List of tasks:
1 > Reproduce the blog post word for word, starting at "There’s also Archive.is, but" and ending at "text and semantics?".
2 > Carry on writing the blog post from its last sentence.

Extracted text:
Google kills the cache

Google is killing off its “cached” feature, reports Ars Technica. The feature kept a copy of a page for a few hours, days or weeks. Sometimes longer. The burden will now largely fall on permanent preservation in The Wayback Machine of the Internet Archive, making that service more vital than ever. However, that does have limitations, said to be ‘100 saves per day, per IP address’. Thus if your ISP puts you on a shared IP, you could be out of luck that day.

There’s also Archive.is, but there can be a queue 1,000 users long to archive a page. But it’s otherwise fast and also saves a screenshot. There are a few others, such as Perma.cc.

It might have been nice if Google had also bunged the Internet Archive $100m or so, to help them take up the slack, but Google seems to be a bit hard up these days. Ars Technica suggests the cache killing is a cost-saving move.

OLMo-7b

The Paul Allen Institute for AI has open-sourced its OLMo AI models for text generation. Funded by the wealth of Microsoft’s Paul Allen, the Institute runs the huge free Semantic Scholar ‘academic papers’ search harvester and database, and also has an AI arm. Its AI models are radically ‘open’ under an Apache licence, available for free-use including commercialisation. My guess would be that OLMo may be especially useful for academic text and semantics?

Material provided:
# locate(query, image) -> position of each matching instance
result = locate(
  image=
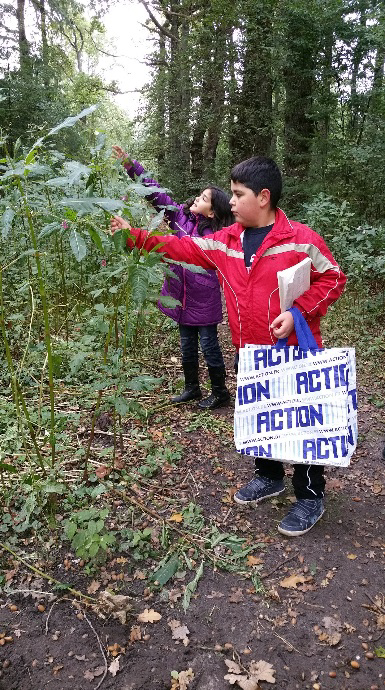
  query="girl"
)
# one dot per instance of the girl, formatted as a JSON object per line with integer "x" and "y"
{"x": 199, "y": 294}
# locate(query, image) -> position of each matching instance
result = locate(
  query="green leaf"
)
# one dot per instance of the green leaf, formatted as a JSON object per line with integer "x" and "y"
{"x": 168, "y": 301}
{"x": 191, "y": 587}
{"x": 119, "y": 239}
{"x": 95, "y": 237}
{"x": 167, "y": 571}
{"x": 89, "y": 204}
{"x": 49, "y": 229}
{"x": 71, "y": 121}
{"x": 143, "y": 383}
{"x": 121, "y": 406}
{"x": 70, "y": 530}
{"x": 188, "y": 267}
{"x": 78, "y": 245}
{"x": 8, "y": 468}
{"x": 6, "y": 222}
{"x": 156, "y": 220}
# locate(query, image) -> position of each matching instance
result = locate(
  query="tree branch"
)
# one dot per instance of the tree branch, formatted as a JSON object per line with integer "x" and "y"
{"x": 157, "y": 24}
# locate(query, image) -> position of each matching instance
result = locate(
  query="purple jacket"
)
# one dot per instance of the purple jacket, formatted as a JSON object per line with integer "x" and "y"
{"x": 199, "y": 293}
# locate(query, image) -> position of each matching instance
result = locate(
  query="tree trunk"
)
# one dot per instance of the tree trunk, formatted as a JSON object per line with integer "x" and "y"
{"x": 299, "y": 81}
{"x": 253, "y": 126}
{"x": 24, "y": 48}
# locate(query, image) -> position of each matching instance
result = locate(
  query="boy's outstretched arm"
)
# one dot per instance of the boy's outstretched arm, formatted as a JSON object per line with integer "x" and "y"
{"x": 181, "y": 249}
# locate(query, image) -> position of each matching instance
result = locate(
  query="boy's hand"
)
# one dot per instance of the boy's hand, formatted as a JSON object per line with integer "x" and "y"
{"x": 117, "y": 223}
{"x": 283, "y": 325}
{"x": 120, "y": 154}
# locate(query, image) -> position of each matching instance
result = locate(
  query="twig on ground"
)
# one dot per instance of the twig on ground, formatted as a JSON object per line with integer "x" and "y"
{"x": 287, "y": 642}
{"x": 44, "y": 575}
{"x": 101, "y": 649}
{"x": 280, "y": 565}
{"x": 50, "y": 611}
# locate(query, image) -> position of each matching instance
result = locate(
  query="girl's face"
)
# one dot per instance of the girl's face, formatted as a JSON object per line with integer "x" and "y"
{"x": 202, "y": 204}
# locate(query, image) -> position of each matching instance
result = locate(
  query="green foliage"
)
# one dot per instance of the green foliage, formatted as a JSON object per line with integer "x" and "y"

Expected outputs:
1 >
There’s also Archive.is, but there can be a queue 1,000 users long to archive a page. But it’s otherwise fast and also saves a screenshot. There are a few others, such as Perma.cc.

It might have been nice if Google had also bunged the Internet Archive $100m or so, to help them take up the slack, but Google seems to be a bit hard up these days. Ars Technica suggests the cache killing is a cost-saving move.

OLMo-7b

The Paul Allen Institute for AI has open-sourced its OLMo AI models for text generation. Funded by the wealth of Microsoft’s Paul Allen, the Institute runs the huge free Semantic Scholar ‘academic papers’ search harvester and database, and also has an AI arm. Its AI models are radically ‘open’ under an Apache licence, available for free-use including commercialisation. My guess would be that OLMo may be especially useful for academic text and semantics?

2 >
Added to JURN

Sehnsucht : The C.S. Lewis Journal

Christian Librarian, The

Principia : A Journal of Classical Education

Journal of the Northern Renaissance

Digital Enlightenment Studies

Bibliomanie

Aristotelica

Scripta Classica Israelica

Hieroglyphs

KIU Journal of Humanities (Uganda)

Contemporary Eurasia

Occasional Papers on Religion in Eastern Europe

Cesura (Central Europe)

Annual of Natural Sciences Department (New Bulgarian University)

Aquileia Nostra

Israel Museum Studies in Archaeology

Africa Habitat Review (African planning and the built environment)

Iluminace : The Journal of Film Theory, History, and Aesthetics (Czech)

Art Style : Art & Culture International Magazine

Gulf Coast Journal : a journal of literature and the fine arts (1982-2013) (University of Houston)

Texaco Star (1913-1963)

Shell News (1939-1959)

Phytopathology (plant diseases)

How to select just the wanted files in an Archive.org torrent

How to select the wanted files for a Librivox public-domain audiobook, when downloading via an Archive.org torrent. I’m using the popular free qBitTorrent software.

It’s a bit tricky to get just a certain set of files downloading and not the others. This is how it can be done:

1. Download the .torrent file.

2. Start the entire torrent. In the Content panel, immediately deselect all the torrent’s files.

3. Now filter the file set for “128kb.mp3” or whatever other standard naming you have in the set for the highest-quality audio files.

4. Shift-select all these filtered files, so that they’re highlighted. Don’t attempt to tick them all (there may be hundreds). Instead right-click them as a selected block and set them to priority “Normal”. qBitTorrent will now consider the files “ticked” and active.

5. Start the torrent. You should see that only the desired files are downloading.

Download CSV from any HTML table

I could have used this one the other day. Now it exists. A new Userscript to Download CSV from any table on a website. The code looks clean to me, and it works.

Especially useful for re-sorting ‘non re-sortable tables’. Though sadly not working with Github file lists.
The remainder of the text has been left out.